Please repeat the records below word for word, leaving the pictures out of your answer.

DATA TO USE:
──────
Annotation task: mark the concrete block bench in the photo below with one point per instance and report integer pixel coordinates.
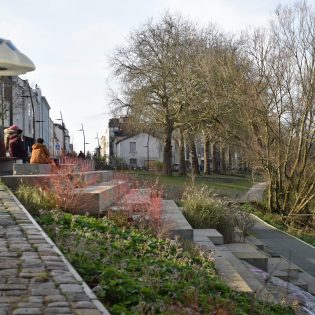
(6, 165)
(31, 169)
(179, 225)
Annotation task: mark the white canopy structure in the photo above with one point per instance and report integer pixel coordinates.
(12, 61)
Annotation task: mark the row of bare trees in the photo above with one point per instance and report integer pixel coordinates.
(255, 91)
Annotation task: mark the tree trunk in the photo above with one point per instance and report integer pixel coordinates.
(223, 161)
(229, 156)
(194, 158)
(207, 155)
(215, 159)
(167, 152)
(182, 159)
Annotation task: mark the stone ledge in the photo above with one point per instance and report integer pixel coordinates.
(31, 169)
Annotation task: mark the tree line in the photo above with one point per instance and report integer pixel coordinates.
(255, 91)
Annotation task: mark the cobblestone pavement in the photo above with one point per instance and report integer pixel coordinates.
(255, 193)
(35, 278)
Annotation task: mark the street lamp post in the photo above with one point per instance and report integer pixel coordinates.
(12, 63)
(98, 145)
(84, 143)
(63, 133)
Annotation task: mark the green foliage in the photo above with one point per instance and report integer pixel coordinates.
(34, 198)
(204, 209)
(136, 273)
(117, 163)
(100, 163)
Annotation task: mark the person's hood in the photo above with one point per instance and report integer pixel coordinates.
(37, 146)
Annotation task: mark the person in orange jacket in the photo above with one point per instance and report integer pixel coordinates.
(40, 153)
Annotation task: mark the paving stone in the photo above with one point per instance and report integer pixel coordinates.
(65, 280)
(30, 305)
(61, 267)
(35, 299)
(33, 270)
(11, 286)
(14, 292)
(8, 272)
(87, 312)
(9, 299)
(8, 254)
(73, 288)
(30, 253)
(83, 304)
(45, 292)
(77, 296)
(17, 280)
(45, 285)
(26, 310)
(57, 310)
(55, 298)
(51, 258)
(4, 311)
(58, 304)
(7, 265)
(29, 275)
(54, 263)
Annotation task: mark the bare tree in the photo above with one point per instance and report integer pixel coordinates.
(148, 68)
(279, 107)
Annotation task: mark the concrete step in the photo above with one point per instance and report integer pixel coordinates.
(95, 199)
(250, 254)
(237, 276)
(208, 234)
(253, 240)
(287, 271)
(179, 226)
(136, 201)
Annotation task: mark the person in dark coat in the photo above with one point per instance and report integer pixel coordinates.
(16, 146)
(81, 155)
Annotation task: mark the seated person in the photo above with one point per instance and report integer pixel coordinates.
(16, 145)
(81, 155)
(40, 153)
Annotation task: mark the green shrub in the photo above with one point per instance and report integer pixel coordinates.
(35, 198)
(204, 209)
(135, 273)
(100, 163)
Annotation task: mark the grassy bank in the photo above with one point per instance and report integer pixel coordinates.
(231, 186)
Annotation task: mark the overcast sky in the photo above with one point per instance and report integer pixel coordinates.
(69, 41)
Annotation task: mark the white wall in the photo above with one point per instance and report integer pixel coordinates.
(141, 154)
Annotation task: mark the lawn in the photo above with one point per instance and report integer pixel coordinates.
(232, 186)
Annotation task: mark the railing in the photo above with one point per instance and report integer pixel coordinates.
(77, 164)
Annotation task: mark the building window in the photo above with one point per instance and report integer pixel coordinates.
(133, 162)
(132, 147)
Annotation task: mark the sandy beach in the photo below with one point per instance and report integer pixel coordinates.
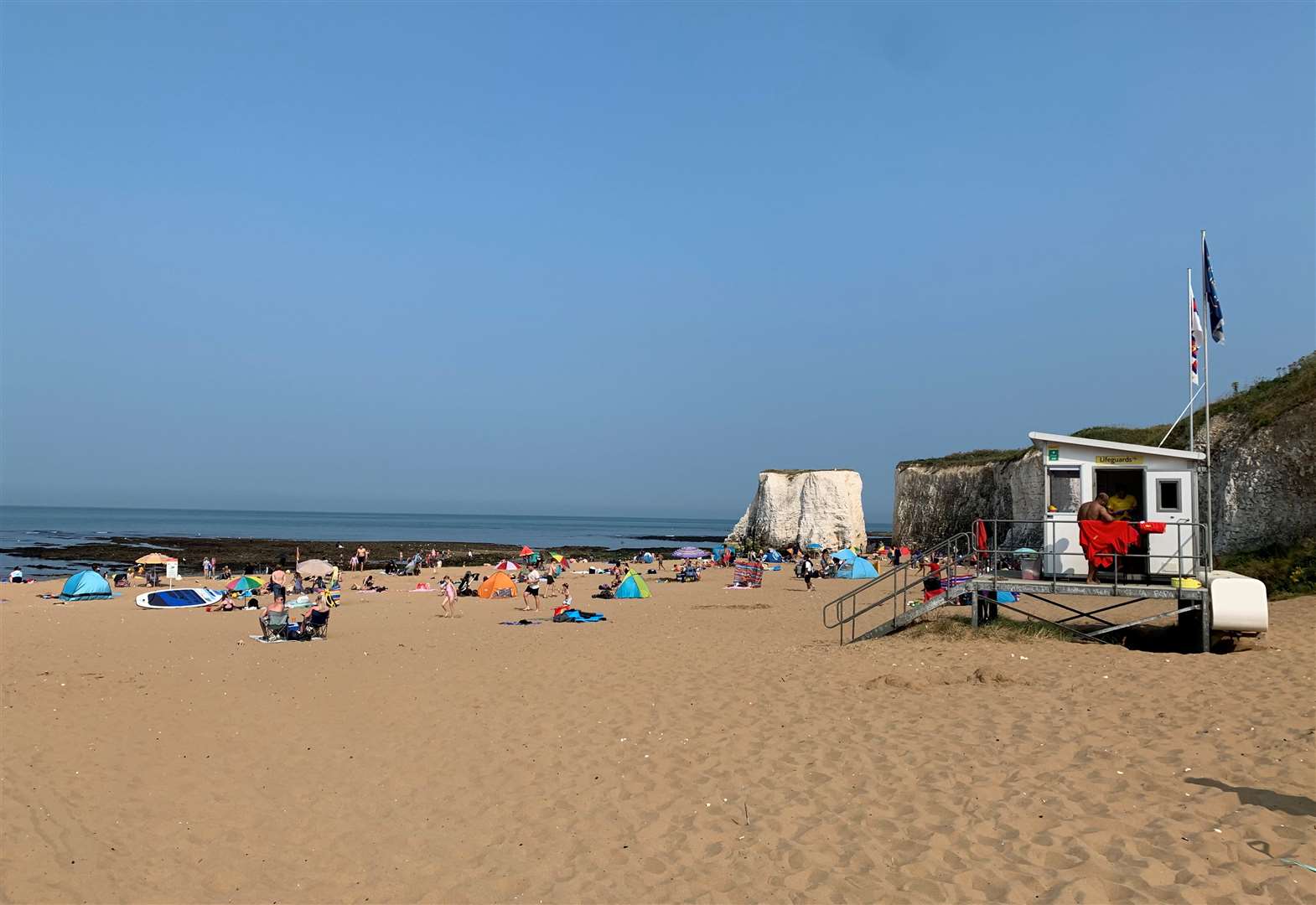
(704, 745)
──────
TASK RESULT:
Annotation task: mark the concrete block bench in the photo below with one point per instance and report integer pixel coordinates.
(6, 165)
(31, 169)
(179, 225)
Annotation task: mark the white canopy structure in the photo above with one point per instance and report integer pixel coordinates.
(12, 61)
Annotation task: mark the row of bare trees in the photo above with one point per instance and report integer pixel coordinates.
(255, 91)
Annotation task: mark the tree trunk in the photo above with one point per instance and report integer pixel coordinates.
(223, 161)
(229, 156)
(194, 158)
(207, 155)
(215, 159)
(167, 152)
(182, 159)
Annotation task: mark the stone ledge in the photo above with one point per instance and report integer pixel coordinates.
(31, 169)
Annotation task: mark the tree line in the photo above with one point per instance and report integer pixel coordinates.
(255, 91)
Annotation task: mark the cobblestone pavement in the photo above with one point per instance and report integer pixel coordinates.
(255, 193)
(35, 278)
Annotation task: mark the street lamp post in the photo above with one point per instance and report integer pixel coordinates.
(12, 63)
(98, 145)
(84, 143)
(63, 133)
Annotation task: mark the green foliage in the photo above with one point per instance and report integer pixel coordinates.
(34, 198)
(204, 209)
(136, 273)
(117, 163)
(100, 163)
Annotation task: mark the person's hood in the photo above with one point per instance and report integer pixel coordinates.
(37, 146)
Annotation task: mark the person in orange jacket in the photo above with one point per instance and report integer pixel coordinates.
(40, 153)
Annotation task: mark the paving stone in the photo above with one point per instance and report integer pixel coordinates.
(65, 280)
(30, 305)
(61, 267)
(35, 299)
(33, 270)
(11, 286)
(14, 292)
(8, 272)
(87, 312)
(9, 299)
(8, 254)
(73, 288)
(30, 253)
(83, 304)
(45, 292)
(77, 296)
(17, 280)
(45, 285)
(26, 310)
(57, 310)
(55, 298)
(51, 258)
(4, 311)
(58, 304)
(7, 265)
(29, 275)
(54, 263)
Annotation task: mark the bare tree in the photo above with one point per instance and report integer pixel coordinates.
(148, 68)
(279, 107)
Annotation task: mark the concrete step in the photo above with one point per instance and report integer pixel coordinates.
(95, 199)
(250, 254)
(237, 276)
(208, 234)
(253, 240)
(287, 271)
(179, 226)
(136, 201)
Annotation task: mark the person in dark coat in the photo above with one point per instance and report integer pixel coordinates.
(16, 146)
(81, 155)
Annotation task: mark the seated person in the photo above with one point per instance and report integer pixel coordinates.
(16, 145)
(81, 155)
(40, 153)
Annotation task: mark the green shrub in the photo above with one point per instance and report integer pixel coordinates.
(35, 198)
(204, 209)
(135, 273)
(100, 163)
Annotation task: mark the grassy bank in the photo above with one point per instance and report integer pixel coordinates.
(231, 186)
Annotation task: mark the overcast sky in the photo above with one point per instance and report integer pixel coordinates.
(69, 41)
Annotation task: mark the white wall in the photo above with one point per instance and report integer pixel coordinates.
(141, 154)
Annotation task: mark the lawn in the photo above with one point per instance and report integer pixel coordinates.
(232, 186)
Annotation task: mark the railing in the photo above with one point per instance and report integer pixel coordinates.
(77, 164)
Annotation task: mark the building window in the photo above with one point per instance and report integer pixel coordinates.
(133, 162)
(132, 147)
Annotation task: mark the sandy beach in the photo below with one point per instance and report integer pixel coordinates.
(704, 745)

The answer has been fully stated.